> [MATERIAL PROVIDED]:
::::::::

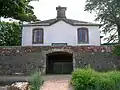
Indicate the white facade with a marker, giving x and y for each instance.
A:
(60, 32)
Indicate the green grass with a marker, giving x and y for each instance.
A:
(89, 79)
(36, 81)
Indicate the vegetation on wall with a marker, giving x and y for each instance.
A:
(88, 79)
(108, 12)
(10, 34)
(36, 80)
(116, 50)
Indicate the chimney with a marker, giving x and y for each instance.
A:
(61, 12)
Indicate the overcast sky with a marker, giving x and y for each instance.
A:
(46, 9)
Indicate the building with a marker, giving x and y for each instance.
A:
(60, 31)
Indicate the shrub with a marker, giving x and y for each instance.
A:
(88, 79)
(36, 81)
(116, 50)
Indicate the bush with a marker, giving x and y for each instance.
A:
(116, 50)
(36, 81)
(88, 79)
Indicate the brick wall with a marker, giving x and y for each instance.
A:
(24, 60)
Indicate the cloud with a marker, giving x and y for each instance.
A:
(46, 9)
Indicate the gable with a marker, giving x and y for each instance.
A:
(61, 24)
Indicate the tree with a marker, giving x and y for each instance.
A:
(17, 9)
(10, 34)
(108, 12)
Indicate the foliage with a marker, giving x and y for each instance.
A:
(10, 34)
(88, 79)
(36, 80)
(108, 12)
(17, 9)
(116, 50)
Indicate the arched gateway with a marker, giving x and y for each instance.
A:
(59, 63)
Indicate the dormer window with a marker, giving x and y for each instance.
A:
(38, 36)
(83, 36)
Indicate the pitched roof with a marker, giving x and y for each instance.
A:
(69, 21)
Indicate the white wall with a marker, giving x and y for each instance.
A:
(60, 32)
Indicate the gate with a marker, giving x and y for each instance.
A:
(62, 67)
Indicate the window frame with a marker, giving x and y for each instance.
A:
(79, 41)
(33, 33)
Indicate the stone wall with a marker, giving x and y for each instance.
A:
(24, 60)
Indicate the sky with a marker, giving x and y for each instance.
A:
(46, 9)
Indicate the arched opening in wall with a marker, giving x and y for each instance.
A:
(59, 63)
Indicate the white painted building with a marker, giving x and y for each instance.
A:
(60, 31)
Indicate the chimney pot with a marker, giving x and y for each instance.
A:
(61, 12)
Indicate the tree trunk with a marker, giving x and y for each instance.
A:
(118, 29)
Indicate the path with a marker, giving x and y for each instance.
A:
(57, 83)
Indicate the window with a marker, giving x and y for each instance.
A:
(82, 35)
(59, 44)
(38, 36)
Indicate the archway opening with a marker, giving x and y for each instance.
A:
(59, 63)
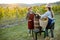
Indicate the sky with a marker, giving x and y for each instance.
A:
(26, 1)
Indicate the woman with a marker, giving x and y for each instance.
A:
(51, 20)
(30, 18)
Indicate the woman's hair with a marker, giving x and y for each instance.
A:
(50, 9)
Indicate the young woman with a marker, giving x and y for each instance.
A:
(30, 18)
(51, 20)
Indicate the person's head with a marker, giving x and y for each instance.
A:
(30, 9)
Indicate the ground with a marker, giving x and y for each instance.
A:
(20, 32)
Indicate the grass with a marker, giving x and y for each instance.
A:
(20, 32)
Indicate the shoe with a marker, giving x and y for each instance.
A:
(47, 38)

::::::::

> [WHAT IS BEING ASKED]: Will you restate every entry word for word and omit the images?

> [COMPLETED EXERCISE]:
Indicate the white facade with a marker, giving x and y for each instance.
A:
(60, 32)
Indicate the green grass with a marker, giving x and y for each instance.
A:
(89, 79)
(36, 81)
Indicate the vegetation on wall with a marker, giving x and y for each instance.
A:
(88, 79)
(108, 12)
(10, 34)
(36, 80)
(116, 50)
Indicate the chimney with a marker, giving x and y for each instance.
A:
(61, 12)
Indicate the overcast sky with a marker, giving x and y for each instance.
A:
(46, 9)
Indicate the building with a marker, giving x and y for each instance.
A:
(60, 31)
Indicate the shrub with a marker, giving x and y for each instance.
A:
(88, 79)
(36, 81)
(116, 50)
Indicate the bush with a marker, giving x and y for each instance.
A:
(116, 50)
(36, 81)
(88, 79)
Indicate the brick wall with a marker, giving x and y for each instance.
A:
(24, 60)
Indicate the cloud with a marker, giving x and y for each instance.
A:
(46, 9)
Indicate the gable with a marker, giving x and y for each instance.
A:
(61, 24)
Indicate the tree with a marker, giving x and y for each instance.
A:
(17, 9)
(10, 34)
(108, 12)
Indicate the foliage with a marker, giving x and y for each instance.
A:
(10, 34)
(88, 79)
(36, 80)
(108, 12)
(17, 9)
(116, 50)
Indicate the arched gateway with a marker, giving x and y for each instance.
A:
(59, 63)
Indicate the dormer window with a marker, giving x and y for each instance.
A:
(38, 36)
(83, 36)
Indicate the pitched roof with a marker, giving x and y for each instance.
A:
(69, 21)
Indicate the white wall with a marker, giving x and y for each instance.
A:
(60, 32)
Indicate the gate with a marker, giving x and y for each instance.
A:
(62, 67)
Indicate the window frame with a marker, giving x and y for each instance.
A:
(79, 41)
(33, 33)
Indicate the stone wall with a marker, giving x and y for each instance.
A:
(24, 60)
Indicate the sky with a marker, giving x and y for each instance.
A:
(46, 9)
Indicate the arched opening in wall with a marker, giving x and y for each instance.
A:
(59, 63)
Indicate the white painted building with a marker, giving x and y for each instance.
A:
(60, 31)
Indicate the chimney pot with a marker, giving x and y for each instance.
A:
(61, 12)
Indicate the tree trunk with a marker, giving x and y for each instance.
A:
(118, 29)
Indicate the path with a marker, giving x and y for each instance.
A:
(57, 83)
Indicate the window with a marker, giving x and y for each instance.
A:
(82, 35)
(59, 44)
(38, 36)
Indicate the archway opening with a marker, giving x and y for each instance.
A:
(59, 63)
Indicate the sky with a marker, giving x and y for each instance.
A:
(26, 1)
Indicate the woman with a marker, giving x and y for each instance.
A:
(51, 20)
(30, 18)
Indicate the woman's hair with a marker, giving x and y for each instance.
A:
(50, 9)
Indicate the young woman with a marker, giving x and y for each instance.
A:
(30, 18)
(51, 20)
Indicate the person's head with a marker, giving x and y for each instance.
A:
(30, 9)
Indicate the ground with a marker, giving x and y for each instance.
A:
(20, 32)
Indicate the grass with a marker, giving x and y for each instance.
A:
(20, 32)
Indicate the shoe with a marker, giving x and y for each instance.
A:
(47, 38)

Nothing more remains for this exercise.